Text under study ::
- - - - - - -
Wednesday, January 15, 2025

About Drone Warfare

Conventional wisdom holds that artillery is "the queen of battle," the most effective weapon of war. Given modern drone technology, the lobbing of explosives at a distant enemy is evolving.

Ballistic artillery shells travel in straight line arcs and a combination of radar and computers can determine their launch point within a few feet by tracking the arc back to its origin. This enables what is called "counter-battery fire" where your own artillery fires at the opponent's guns which are shelling you.

The artilleryman's response to counter-battery fire is what is called "shoot and scoot," where you rapidly fire a few rounds and quickly move several hundred yards (or more) away. Such movement attracts unhelpful attention by the enemy but moving targets are harder to hit and counter-battery fire aimed at the point from which you fired falls on empty dirt.

An Xtra makes an interesting point about drone use in warfare, especially explosive "suicide" drones as a substitute for artillery. Drones almost certainly do not travel in straight arcs from launch to target, as such backtracking them and firing at the launch point may not be possible from the battlefield. 

Possibly the only counter to a drone launch point is satellite-based "look down" radar that sees launches happen and directs counter-battery fire at the launch site. 

Relatively speaking drones are cheap, counter-drone missiles exist but are expensive, the disparity being something like $1000 vs. $500,000. Actually a large model airplane with a grenade or other explosive as weapon can be a drone. Missiles which can track and shoot down drones are too costly to expend hundreds of them per day. 

Because of the cost disparity launching too many drones to overwhelm a fancy anti-drone system is feasible. To date, no one has figured out how to cope with drone swarms. Launch several drones at a target and at least 1-2 are likely to penetrate whatever AA fire is directed at them and detonate on the target. 

It is an interesting dilemma. Poor assailants can tie up or defeat expensive defenses with cheap drones. If you're a poor assailant you view this as a boon, if you are a wealthy fat target you hate this reality a great deal. This is the dilemma at the mouth of the Red Sea posed by the Houthis.
- - - - - - -
Given material ::
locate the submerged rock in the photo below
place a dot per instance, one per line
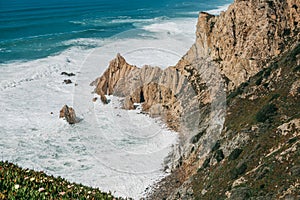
- - - - - - -
Task brief :: Reproduce the part of the post on drone warfare starting with "Relatively speaking drones" and going on through "them per day.". You won't need the listing for this.

Task answer ::
Relatively speaking drones are cheap, counter-drone missiles exist but are expensive, the disparity being something like $1000 vs. $500,000. Actually a large model airplane with a grenade or other explosive as weapon can be a drone. Missiles which can track and shoot down drones are too costly to expend hundreds of them per day.